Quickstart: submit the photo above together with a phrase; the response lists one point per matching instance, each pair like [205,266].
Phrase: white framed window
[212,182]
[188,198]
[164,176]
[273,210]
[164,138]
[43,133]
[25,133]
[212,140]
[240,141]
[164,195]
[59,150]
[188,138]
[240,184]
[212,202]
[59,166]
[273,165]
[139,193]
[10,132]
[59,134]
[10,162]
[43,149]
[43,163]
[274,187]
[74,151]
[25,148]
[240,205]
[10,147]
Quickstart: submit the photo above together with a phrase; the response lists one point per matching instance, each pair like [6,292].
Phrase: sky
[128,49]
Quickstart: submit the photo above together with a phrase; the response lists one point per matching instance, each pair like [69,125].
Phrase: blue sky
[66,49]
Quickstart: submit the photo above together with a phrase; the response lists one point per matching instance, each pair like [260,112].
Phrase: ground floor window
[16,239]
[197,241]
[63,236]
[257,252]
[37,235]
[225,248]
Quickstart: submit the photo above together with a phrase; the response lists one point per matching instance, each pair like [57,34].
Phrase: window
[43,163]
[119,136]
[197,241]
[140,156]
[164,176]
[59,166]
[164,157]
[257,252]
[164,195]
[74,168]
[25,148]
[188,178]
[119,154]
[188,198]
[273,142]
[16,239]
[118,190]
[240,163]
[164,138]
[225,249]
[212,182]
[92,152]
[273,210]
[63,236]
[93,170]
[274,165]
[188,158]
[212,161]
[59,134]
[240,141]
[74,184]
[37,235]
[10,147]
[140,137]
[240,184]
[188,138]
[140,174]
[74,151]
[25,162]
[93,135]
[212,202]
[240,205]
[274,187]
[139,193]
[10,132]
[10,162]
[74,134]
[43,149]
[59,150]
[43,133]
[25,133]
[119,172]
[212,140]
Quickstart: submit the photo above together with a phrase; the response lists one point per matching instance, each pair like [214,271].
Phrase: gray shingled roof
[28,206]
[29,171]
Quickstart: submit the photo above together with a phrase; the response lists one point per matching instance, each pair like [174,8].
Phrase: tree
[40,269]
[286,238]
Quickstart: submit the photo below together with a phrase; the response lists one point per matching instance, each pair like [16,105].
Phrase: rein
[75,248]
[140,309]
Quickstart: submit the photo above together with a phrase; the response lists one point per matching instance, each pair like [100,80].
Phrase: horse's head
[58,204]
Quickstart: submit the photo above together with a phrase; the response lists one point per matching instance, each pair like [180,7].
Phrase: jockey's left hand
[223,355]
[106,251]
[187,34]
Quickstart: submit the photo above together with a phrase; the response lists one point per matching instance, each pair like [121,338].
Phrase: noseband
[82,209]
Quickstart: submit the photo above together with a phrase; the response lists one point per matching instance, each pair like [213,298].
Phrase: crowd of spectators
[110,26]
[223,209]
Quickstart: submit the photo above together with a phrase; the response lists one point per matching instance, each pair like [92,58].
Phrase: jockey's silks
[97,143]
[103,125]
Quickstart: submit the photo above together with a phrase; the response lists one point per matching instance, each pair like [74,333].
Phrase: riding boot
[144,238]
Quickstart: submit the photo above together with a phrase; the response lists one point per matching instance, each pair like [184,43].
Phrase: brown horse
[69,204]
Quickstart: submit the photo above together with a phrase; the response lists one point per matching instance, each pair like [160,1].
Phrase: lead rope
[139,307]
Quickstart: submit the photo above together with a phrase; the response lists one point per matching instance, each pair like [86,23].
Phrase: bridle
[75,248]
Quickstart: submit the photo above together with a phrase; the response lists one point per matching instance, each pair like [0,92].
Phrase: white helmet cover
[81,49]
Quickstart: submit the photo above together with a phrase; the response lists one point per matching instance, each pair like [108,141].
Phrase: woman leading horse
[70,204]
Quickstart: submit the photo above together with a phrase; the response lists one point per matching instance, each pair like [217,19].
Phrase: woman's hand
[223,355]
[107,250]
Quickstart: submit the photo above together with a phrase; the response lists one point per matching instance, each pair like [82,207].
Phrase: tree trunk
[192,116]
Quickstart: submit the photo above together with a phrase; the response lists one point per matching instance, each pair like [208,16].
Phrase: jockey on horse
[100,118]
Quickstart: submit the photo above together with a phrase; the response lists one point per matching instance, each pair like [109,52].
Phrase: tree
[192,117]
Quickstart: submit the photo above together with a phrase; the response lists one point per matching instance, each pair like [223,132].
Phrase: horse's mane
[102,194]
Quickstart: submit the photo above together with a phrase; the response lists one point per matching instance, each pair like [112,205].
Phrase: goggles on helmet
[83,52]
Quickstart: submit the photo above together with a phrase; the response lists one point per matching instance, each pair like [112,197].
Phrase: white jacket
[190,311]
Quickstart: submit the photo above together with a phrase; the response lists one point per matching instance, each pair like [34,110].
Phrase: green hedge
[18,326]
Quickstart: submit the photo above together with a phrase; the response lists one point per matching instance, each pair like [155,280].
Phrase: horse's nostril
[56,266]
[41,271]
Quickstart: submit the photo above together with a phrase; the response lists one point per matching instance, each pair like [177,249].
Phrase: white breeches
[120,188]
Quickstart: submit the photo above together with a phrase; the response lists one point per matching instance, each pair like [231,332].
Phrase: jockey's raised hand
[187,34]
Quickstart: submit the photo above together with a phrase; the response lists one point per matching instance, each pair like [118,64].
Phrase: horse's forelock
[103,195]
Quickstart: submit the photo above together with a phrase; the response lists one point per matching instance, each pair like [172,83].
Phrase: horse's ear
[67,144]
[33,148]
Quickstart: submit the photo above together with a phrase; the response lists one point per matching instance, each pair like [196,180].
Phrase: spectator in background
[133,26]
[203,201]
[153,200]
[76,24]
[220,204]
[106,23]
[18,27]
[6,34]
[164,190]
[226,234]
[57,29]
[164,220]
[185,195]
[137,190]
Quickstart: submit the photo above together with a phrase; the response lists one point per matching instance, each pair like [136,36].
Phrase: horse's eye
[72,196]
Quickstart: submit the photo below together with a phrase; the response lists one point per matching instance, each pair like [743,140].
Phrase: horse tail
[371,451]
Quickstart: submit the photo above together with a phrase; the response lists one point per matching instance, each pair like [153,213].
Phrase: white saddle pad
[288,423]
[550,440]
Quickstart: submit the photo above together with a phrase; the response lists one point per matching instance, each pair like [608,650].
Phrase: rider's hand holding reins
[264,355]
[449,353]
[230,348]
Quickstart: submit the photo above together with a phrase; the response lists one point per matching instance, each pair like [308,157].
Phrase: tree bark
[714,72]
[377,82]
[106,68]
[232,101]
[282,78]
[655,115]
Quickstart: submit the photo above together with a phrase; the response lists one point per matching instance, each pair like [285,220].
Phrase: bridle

----

- _WHAT YOU ARE ASKED TO DO_
Restate the final lines of the listing above word for word, beginning at the line that contains "pair like [153,213].".

- _COMPLETED EXERCISE_
Quickstart: submit the photo above together with a phrase; the response lists one point per matching instance, each pair like [153,213].
Phrase: white saddle pad
[288,423]
[550,440]
Quickstart: submit the photo above together with a phrase; the response lists one point per matching instance, each pair like [608,650].
Phrase: rider's hand holding reins
[264,355]
[449,353]
[230,348]
Quickstart: submit the photo above together with a phrase; the response lists one point per matching instance, each pair like [308,157].
Phrase: tree bark
[714,72]
[377,82]
[106,68]
[232,101]
[282,78]
[655,115]
Quickstart: submit the photo above together with a phrase; the response lists one point per matching instance, each pair like [285,220].
Phrase: bridle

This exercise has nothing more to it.